Task details —
Pictures stay out of the copy; restate everything else in the material exactly.

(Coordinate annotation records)
--------
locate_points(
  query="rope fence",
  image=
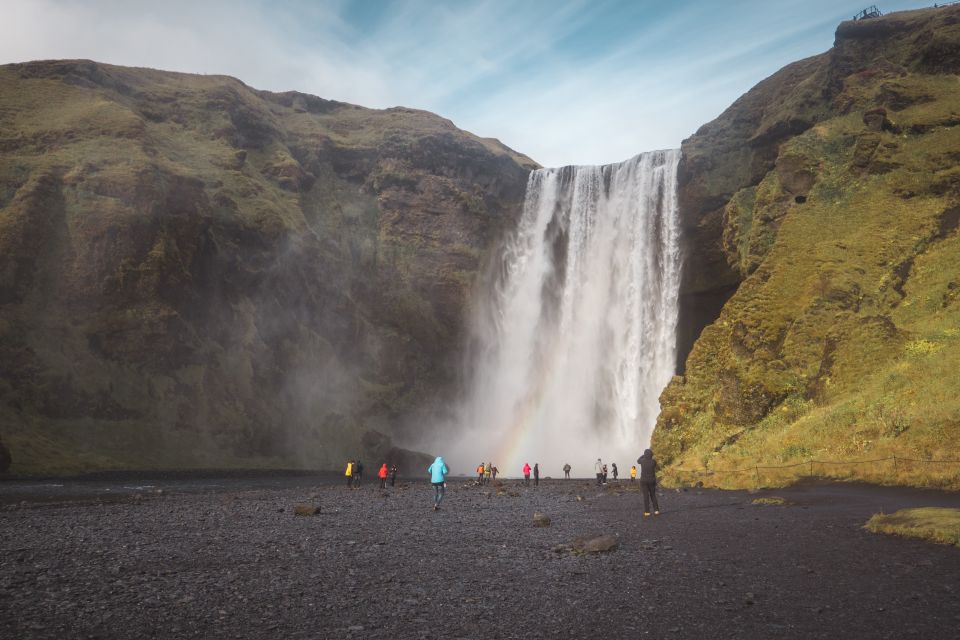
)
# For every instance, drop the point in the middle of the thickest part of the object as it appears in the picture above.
(900, 463)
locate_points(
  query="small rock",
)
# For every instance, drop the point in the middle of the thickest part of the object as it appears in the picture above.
(305, 510)
(541, 519)
(600, 544)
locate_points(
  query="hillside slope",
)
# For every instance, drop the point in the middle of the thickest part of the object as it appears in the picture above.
(194, 273)
(829, 195)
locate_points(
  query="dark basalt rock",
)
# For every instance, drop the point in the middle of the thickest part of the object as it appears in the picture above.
(203, 274)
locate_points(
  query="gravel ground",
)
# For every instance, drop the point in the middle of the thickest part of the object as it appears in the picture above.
(382, 564)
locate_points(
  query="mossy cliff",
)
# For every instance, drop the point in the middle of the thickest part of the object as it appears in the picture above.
(194, 273)
(829, 198)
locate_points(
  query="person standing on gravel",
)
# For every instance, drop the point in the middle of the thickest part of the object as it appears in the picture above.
(648, 482)
(382, 474)
(438, 474)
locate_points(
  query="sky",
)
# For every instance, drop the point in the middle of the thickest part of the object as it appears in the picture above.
(575, 82)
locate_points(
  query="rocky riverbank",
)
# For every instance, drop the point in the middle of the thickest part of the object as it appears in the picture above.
(382, 564)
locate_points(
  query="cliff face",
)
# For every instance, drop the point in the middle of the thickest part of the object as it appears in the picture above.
(828, 198)
(195, 273)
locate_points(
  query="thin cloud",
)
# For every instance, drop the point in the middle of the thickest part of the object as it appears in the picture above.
(578, 82)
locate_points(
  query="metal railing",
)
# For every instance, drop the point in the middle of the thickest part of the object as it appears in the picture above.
(870, 12)
(810, 466)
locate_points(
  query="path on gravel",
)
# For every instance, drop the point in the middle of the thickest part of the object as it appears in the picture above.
(382, 564)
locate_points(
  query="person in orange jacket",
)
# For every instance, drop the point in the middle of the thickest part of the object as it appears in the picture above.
(382, 474)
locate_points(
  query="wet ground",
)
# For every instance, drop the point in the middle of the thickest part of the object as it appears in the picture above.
(226, 557)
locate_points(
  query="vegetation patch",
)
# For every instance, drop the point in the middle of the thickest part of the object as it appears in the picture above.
(928, 523)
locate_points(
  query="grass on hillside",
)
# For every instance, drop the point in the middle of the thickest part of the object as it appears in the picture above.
(851, 322)
(928, 523)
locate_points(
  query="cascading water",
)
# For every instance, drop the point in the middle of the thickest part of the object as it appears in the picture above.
(575, 338)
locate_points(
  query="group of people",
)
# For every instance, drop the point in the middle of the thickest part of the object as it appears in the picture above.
--------
Exercise answer —
locate_points(
  query="rope fence",
  image=
)
# For every instance, drop the point in the middle of the thickest part of the object as it appears in the picture above.
(900, 463)
locate_points(
  query="small rock",
)
# For every instance, drop the point in the middle of the thickest part of the object as it appears in the picture above.
(305, 510)
(541, 519)
(600, 544)
locate_points(
  query="hillside slope",
)
# For every instance, drop the point in the middle of the thickest part of the object as it appears in the picture above.
(194, 273)
(829, 195)
locate_points(
  query="dark basalt rock",
)
# For every instance, drop the point in the middle of the thickest part of the object as it appears in the picture above.
(203, 274)
locate_points(
  query="gravel ground",
)
# For every instance, drop the point in the middle of the thickest part of the object as it appears in the picture above.
(382, 564)
locate_points(
  query="mossy cliff",
)
# For every instance, drop the point in the middle of the thickest part of the object as it appears in the picture above.
(194, 273)
(829, 198)
locate_points(
  query="person standing on gravel",
)
# For every instance, drop the point in the middle of the thickest part of the object as it appears in the picture above.
(648, 482)
(382, 474)
(438, 474)
locate_points(
  query="sky",
)
# For every instance, drop the point in the middle of the thickest part of the object as it appears in the picture above.
(575, 82)
locate_points(
  query="rocky riverbank",
)
# For every instance, drop the point in the middle of the thickest part of the object as it appears in the picture above.
(382, 564)
locate_points(
  query="cliff face",
)
# For every instance, drop the point in the middle of the thickest part of the object as it appears in the picture above.
(828, 198)
(195, 273)
locate_points(
  query="thin cloud",
)
# For every instance, drop the point in the middle of the thickest part of the object as it appears in the picture above.
(578, 82)
locate_points(
  query="metal railing",
)
# For every instance, drop the point in the middle of the thickest part of the object as it appears in the picture above.
(870, 12)
(810, 466)
locate_points(
  query="path on gravel",
)
# For every instance, drop the point in the middle of the thickest part of the object as it appears in the picture above.
(382, 564)
locate_points(
  query="person in orange jacket",
)
# For every instance, drop the point in the middle of the thickest part of the object as it appears in the picture above.
(382, 474)
locate_points(
  query="wet ground",
)
# For every instance, drop the point in the middle of the thickest part of the object as it appears in the picture above.
(226, 557)
locate_points(
  query="vegetation patch",
)
# For every instance, drop the point in the middle of the thickest part of the object as it appears in the picture above.
(928, 523)
locate_points(
  query="grass on hillside",
)
# For every instance, drop the point in the middle of the thickest part of the object as it appears in the picture above.
(851, 322)
(928, 523)
locate_points(
  query="cascading water",
)
# For every instance, drop the point in the middle of the thickest part of the object as it appears in the picture above.
(575, 338)
locate_points(
  query="group of people",
)
# For every instance, drop the point in the middle of the thickest part of the object as it appears in the picture above.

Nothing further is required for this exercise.